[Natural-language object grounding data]
- Opening Delimiter -
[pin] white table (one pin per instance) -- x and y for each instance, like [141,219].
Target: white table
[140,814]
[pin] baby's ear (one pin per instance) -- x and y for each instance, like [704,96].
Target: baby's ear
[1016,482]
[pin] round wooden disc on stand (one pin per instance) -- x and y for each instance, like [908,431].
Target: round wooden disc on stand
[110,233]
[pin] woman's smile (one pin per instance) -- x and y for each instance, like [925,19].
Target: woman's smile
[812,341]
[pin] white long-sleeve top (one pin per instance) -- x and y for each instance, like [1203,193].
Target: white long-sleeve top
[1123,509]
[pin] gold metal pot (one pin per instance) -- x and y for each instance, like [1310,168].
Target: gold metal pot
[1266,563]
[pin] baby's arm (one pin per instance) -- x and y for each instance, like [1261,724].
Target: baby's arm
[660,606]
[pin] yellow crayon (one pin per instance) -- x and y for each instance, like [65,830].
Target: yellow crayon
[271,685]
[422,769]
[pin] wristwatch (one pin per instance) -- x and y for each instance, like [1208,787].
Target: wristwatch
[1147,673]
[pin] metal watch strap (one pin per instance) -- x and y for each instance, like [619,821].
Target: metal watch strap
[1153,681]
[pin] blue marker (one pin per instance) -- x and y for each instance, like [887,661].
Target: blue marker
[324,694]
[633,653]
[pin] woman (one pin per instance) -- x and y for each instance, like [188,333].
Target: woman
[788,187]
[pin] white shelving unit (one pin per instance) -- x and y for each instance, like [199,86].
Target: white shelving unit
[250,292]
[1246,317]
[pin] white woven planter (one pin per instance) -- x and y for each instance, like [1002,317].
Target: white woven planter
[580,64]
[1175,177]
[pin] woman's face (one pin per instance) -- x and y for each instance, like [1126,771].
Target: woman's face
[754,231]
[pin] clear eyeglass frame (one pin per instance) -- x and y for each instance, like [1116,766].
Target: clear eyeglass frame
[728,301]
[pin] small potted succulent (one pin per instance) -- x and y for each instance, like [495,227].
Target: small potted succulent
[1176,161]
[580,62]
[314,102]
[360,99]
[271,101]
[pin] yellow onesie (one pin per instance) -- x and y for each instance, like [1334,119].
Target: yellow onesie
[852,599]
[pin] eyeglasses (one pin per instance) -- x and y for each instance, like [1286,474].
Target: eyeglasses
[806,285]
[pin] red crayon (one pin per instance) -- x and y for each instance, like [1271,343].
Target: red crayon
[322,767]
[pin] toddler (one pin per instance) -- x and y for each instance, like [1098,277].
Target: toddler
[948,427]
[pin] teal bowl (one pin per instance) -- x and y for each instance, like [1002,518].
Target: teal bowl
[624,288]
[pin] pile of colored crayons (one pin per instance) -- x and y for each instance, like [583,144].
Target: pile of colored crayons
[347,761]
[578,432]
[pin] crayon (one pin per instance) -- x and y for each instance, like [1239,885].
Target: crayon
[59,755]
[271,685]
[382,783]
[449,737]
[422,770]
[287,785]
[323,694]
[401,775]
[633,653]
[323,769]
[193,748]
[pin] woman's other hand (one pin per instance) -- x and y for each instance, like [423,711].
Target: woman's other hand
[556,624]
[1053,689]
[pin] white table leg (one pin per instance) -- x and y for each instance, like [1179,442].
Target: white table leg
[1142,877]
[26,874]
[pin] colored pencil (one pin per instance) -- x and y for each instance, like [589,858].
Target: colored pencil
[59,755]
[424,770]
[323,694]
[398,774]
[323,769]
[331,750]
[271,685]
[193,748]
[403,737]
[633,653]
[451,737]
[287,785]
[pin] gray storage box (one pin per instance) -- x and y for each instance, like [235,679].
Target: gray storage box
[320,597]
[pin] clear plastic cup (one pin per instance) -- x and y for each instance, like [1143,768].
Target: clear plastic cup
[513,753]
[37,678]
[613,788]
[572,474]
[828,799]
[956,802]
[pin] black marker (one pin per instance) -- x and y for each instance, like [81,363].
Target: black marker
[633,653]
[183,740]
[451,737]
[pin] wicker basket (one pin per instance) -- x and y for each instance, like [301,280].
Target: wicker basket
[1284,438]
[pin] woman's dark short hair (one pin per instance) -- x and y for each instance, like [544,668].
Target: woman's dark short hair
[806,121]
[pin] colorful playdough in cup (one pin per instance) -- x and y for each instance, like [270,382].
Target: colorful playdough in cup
- Closing Delimiter -
* THE TASK
For this exercise, the records above must be returned exactly.

* ANSWER AREA
[pin] white table (one pin per instance) -- x and y for each instance, like [141,219].
Target: white table
[140,814]
[pin] baby's ear (one pin per instance) -- x and y for each instance, like [704,96].
Target: baby's ear
[1016,482]
[pin] round wooden disc on stand (one pin per instance) -- x and y for each instance, like [908,431].
Target: round wooden disc on stand
[110,233]
[pin] woman's smile (one pin per instance) -- x and y for each instance, like [925,19].
Target: woman's smile
[812,341]
[pin] white long-sleeve top (one pin per instance) -- x and y for each instance, like [1203,193].
Target: white long-sleeve top
[1123,509]
[pin] gold metal pot (one pin per instance) -- x and y for each instance, like [1310,168].
Target: gold metal pot
[1266,563]
[pin] baby's arm (one pin per instance) -- x and y for each instance, like [1261,724].
Target: baby's arm
[660,606]
[pin] yellow crayon (one pin per instance) -- x and y for each instance, like [65,830].
Target: yellow crayon
[271,685]
[422,769]
[pin] wristwatch (one pin per instance) -- x and y for each instance, like [1208,787].
Target: wristwatch
[1147,673]
[pin] metal watch strap (one pin per instance) -- x and y for each instance, like [619,821].
Target: metal watch strap
[1153,681]
[pin] blue marker (one pin per instance) -- x and y for each instance, like [887,661].
Target: blue marker
[324,694]
[633,653]
[pin] woman (one pin per instance) -- x and y for each instance, like [188,333].
Target: woman
[788,187]
[pin] white shelving unit (one pin per instance) -- x and y for each instance, like [199,86].
Target: white shelving unit
[250,292]
[1246,317]
[pin] white woven planter (one pin per instance) -- x and y for each instance, like [1002,317].
Target: white woven planter
[580,64]
[1175,177]
[pin] woman's face (one pin per instance) -- x and y for each instance, like [1126,771].
Target: woman's face
[754,231]
[pin] clear eyeglass frame (one pin per instance) -- x and y for each instance, like [1116,766].
Target: clear eyeglass frame
[728,301]
[pin] small potted succulent (one pin per instance) -- x and y for each instance, like [495,227].
Target: small potted succulent
[1176,161]
[580,62]
[314,102]
[360,99]
[271,101]
[pin] yellow onesie (one pin per instance) -- x and y for each instance, like [1334,119].
Target: yellow onesie
[852,599]
[pin] eyeglasses (one pin per instance) -- x and y for each instance, like [1286,474].
Target: eyeglasses
[806,285]
[pin] red crayon (one pin per instance) -- x and y for each instance, like [1271,343].
Target: red crayon
[322,767]
[pin] toddler (one pin per instance) -- x and y for each instance, like [1098,277].
Target: toddler
[948,427]
[pin] teal bowl (one pin per instance) -- x and y for each instance, like [1002,518].
Target: teal bowl
[624,288]
[pin] pile of colored crayons (one pin per instance) -- x and y for each instance, like [583,144].
Target: pile of colored crayons
[347,761]
[578,432]
[pin] crayon (one pin per instance) -- x and y for each instance, like [1239,885].
Target: crayon
[59,755]
[271,685]
[382,783]
[449,737]
[422,770]
[287,785]
[323,694]
[401,775]
[633,653]
[323,769]
[193,748]
[pin] woman's other hand (one pin per instance) -- x and y for each instance, like [423,711].
Target: woman's other hand
[556,624]
[1053,689]
[pin] white table leg (one pin per instance) -- x and y for each instance, like [1179,442].
Target: white table leg
[1142,877]
[26,874]
[pin] colored pencil (one pin per instance) -- x and y for each instance, like [589,858].
Target: colored pencil
[59,755]
[424,770]
[323,694]
[398,774]
[323,769]
[331,750]
[271,685]
[193,748]
[403,737]
[633,653]
[451,737]
[287,785]
[pin] gray storage box (one pin per instance) -- x and y for each instance, like [235,679].
Target: gray storage box
[320,597]
[pin] clear plastic cup (one pin per instance) -- x and y for each instance, like [1143,768].
Target: clear plastic cup
[513,753]
[37,678]
[613,788]
[572,474]
[828,799]
[956,802]
[pin] black marker (one pin per instance) -- x and y for each instance, like [81,363].
Target: black marker
[633,653]
[183,740]
[451,737]
[pin] wicker basket (one pin per instance) -- x and y for each instance, like [301,280].
Target: wicker basket
[1284,438]
[pin] woman's dark short hair (one pin per instance) -- x and y for each instance, like [544,668].
Target: woman's dark short hair
[806,121]
[pin] colorful playdough in cup (one pin per instance) -- x and y for each instance, like [270,382].
Target: colorful playdough in cup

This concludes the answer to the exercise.